- [Instructions to follow] Update the rows below by changing each "planner module" to "path planning module" and leaving everything else as it is.

BEGIN

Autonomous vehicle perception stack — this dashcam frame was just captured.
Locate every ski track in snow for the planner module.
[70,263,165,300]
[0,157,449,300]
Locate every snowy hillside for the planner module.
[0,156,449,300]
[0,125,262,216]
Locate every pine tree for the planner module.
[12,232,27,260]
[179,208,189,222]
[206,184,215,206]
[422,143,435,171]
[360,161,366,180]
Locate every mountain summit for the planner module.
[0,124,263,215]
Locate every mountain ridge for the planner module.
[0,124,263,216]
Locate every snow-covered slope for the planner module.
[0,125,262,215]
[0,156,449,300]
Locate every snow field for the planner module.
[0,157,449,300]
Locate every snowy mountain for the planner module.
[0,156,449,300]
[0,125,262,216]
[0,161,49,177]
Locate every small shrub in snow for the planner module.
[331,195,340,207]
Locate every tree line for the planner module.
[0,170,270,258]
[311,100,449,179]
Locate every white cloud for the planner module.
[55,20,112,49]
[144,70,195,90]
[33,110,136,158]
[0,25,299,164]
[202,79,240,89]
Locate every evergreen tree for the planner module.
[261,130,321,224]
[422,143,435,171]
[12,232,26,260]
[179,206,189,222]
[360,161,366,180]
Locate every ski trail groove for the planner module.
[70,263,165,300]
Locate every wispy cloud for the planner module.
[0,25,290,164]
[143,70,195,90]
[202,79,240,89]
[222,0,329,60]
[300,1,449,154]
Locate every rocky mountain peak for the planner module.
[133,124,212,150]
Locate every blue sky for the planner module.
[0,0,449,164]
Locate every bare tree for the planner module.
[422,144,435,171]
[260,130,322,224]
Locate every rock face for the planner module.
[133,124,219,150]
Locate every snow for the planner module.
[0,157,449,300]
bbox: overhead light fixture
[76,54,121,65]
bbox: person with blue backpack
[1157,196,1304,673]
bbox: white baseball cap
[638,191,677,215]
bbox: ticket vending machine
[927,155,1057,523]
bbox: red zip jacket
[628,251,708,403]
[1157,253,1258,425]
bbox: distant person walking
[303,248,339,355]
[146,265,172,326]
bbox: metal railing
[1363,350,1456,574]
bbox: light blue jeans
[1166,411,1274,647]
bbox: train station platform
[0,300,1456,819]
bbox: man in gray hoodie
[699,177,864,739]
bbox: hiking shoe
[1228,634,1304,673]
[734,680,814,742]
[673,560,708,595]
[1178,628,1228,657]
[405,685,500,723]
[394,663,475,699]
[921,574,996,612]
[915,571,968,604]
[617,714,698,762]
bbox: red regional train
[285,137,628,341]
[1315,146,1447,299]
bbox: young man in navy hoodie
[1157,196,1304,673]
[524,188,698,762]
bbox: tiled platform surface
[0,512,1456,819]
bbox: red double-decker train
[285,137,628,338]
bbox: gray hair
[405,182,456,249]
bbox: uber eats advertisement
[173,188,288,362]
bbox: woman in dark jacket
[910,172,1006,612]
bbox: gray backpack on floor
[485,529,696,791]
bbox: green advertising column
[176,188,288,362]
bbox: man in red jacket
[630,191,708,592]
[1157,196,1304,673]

END

- [Answer to this exercise]
Autonomous vehicle perception stack — this dashcam frame was just captured.
Locate every ski track in snow for the path planning module.
[70,263,165,300]
[0,157,449,300]
Locate every snowy hillside for the path planning module.
[0,156,449,300]
[0,125,262,216]
Locate every pine tree for the path planning module.
[12,232,27,260]
[179,208,189,222]
[206,184,215,206]
[422,143,435,171]
[360,161,366,180]
Locate every mountain summit for the path planning module.
[0,124,263,215]
Locate every mountain ridge for the path planning module.
[0,124,263,216]
Locate every snow-covered slope for the path planning module.
[0,125,262,215]
[0,156,449,300]
Locate every snow field for the path planning module.
[0,157,449,300]
Locate every snowy mountain for the path planning module.
[0,156,449,300]
[0,125,262,216]
[0,161,49,177]
Locate every small shrub in snow for the path planning module.
[331,195,340,207]
Locate every tree line for the path planning module.
[0,170,270,258]
[311,100,449,179]
Locate every white cloud for the path planning module.
[55,20,112,49]
[144,70,195,90]
[33,110,136,158]
[0,25,299,164]
[202,79,240,89]
Locate every evergreen tree for the path planning module.
[261,130,321,224]
[422,143,435,171]
[12,232,26,260]
[179,206,189,222]
[360,161,366,180]
Locate every ski trail groove for the path planning module.
[70,263,165,300]
Locate every wispy cloud for the path planning module.
[0,25,290,164]
[143,70,195,90]
[202,79,240,89]
[222,0,329,60]
[300,1,449,154]
Locate every rocky mountain peak for the path planning module.
[133,124,212,150]
Locate every blue sky for the path planning module.
[0,0,449,164]
Locate every bare tree for the path planning module.
[422,144,435,171]
[260,130,322,224]
Locate every rock face for the path planning module.
[133,124,219,150]
Locate every snow for the path planning module.
[0,157,449,300]
bbox: overhead light fixture
[76,54,121,65]
bbox: person with blue backpack
[1157,196,1304,673]
bbox: white baseball cap
[638,191,677,215]
bbox: ticket vending machine
[927,155,1057,523]
bbox: red zip jacket
[628,251,708,403]
[1157,253,1258,425]
bbox: distant person walking
[303,248,339,355]
[146,265,172,326]
bbox: metal railing
[1363,350,1456,574]
bbox: light blue jeans
[1166,411,1274,647]
bbox: train station platform
[0,300,1456,819]
bbox: man in gray hoodie
[699,177,864,739]
bbox: hiking shoe
[1228,634,1304,673]
[734,680,814,742]
[673,560,708,595]
[1178,628,1228,657]
[405,685,500,723]
[394,663,475,699]
[921,574,996,612]
[915,571,968,604]
[617,714,698,762]
bbox: red regional train
[285,137,628,341]
[1315,146,1447,299]
bbox: young man in navy hoodie
[1157,196,1304,673]
[524,188,698,762]
bbox: tiled platform surface
[0,512,1456,819]
bbox: red double-decker train
[285,137,628,338]
bbox: gray hair
[405,182,456,249]
bbox: uber eats advertisement
[173,188,288,362]
bbox: woman in dark jacket
[910,172,1006,612]
bbox: gray backpack on floor
[485,529,696,791]
bbox: green advertising column
[176,188,288,362]
bbox: man in red jacket
[630,191,708,592]
[1157,196,1304,673]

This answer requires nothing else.